THE EXERCISE – Recast the lines of the items as a Markdown table with the columns Row and Line, starting at the first line of the items and ending at the line containing "[[300, 258]]". Leave out blank lines.

====== DATA PROVIDED ======

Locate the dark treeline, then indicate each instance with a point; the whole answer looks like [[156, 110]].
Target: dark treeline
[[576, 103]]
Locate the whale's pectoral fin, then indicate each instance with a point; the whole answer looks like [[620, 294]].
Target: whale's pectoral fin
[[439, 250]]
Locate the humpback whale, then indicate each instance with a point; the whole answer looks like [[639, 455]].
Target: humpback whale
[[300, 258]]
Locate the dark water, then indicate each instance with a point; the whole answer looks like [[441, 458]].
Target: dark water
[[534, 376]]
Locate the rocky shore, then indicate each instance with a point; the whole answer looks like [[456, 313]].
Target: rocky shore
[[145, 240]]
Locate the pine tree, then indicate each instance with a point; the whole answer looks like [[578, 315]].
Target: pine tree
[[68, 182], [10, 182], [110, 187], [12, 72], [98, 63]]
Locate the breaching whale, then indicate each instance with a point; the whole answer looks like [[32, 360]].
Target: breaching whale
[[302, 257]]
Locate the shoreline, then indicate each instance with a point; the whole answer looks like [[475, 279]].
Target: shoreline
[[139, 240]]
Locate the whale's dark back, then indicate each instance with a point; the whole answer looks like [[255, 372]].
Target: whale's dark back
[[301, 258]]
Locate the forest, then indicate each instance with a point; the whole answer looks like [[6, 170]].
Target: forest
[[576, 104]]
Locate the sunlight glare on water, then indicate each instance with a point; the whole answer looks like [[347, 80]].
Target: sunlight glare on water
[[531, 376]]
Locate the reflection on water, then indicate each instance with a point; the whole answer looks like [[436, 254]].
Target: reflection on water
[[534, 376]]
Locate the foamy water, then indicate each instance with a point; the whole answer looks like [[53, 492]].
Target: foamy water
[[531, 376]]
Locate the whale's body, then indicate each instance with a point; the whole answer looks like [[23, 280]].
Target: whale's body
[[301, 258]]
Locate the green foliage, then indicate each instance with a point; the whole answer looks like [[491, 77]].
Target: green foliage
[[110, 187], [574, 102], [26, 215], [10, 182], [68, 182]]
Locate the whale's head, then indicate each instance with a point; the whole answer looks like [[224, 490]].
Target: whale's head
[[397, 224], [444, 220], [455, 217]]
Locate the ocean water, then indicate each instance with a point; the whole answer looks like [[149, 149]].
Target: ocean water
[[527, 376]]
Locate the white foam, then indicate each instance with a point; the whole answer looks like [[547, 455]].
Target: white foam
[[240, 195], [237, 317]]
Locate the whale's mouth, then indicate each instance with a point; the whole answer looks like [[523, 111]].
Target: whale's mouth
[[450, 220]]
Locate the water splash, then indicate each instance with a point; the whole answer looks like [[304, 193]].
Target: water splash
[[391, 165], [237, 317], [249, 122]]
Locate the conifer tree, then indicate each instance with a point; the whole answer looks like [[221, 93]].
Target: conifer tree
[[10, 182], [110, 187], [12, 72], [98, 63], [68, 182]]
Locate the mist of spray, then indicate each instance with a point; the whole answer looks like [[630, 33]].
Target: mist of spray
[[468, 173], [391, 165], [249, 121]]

======

WRITTEN RESPONSE –
| Row | Line |
|---|---|
| 1 | Locate the dark treeline, then indicate each instance with a point; the whole answer looks like [[156, 110]]. |
| 2 | Target: dark treeline |
| 3 | [[576, 103]] |
| 4 | Locate the whale's pectoral fin, then indicate each instance with a point; the whole answer looks like [[620, 294]]. |
| 5 | Target: whale's pectoral fin |
| 6 | [[439, 250]] |
| 7 | Locate the humpback whale, then indicate each instance with a point; the whole answer looks like [[639, 455]]. |
| 8 | Target: humpback whale |
| 9 | [[300, 258]] |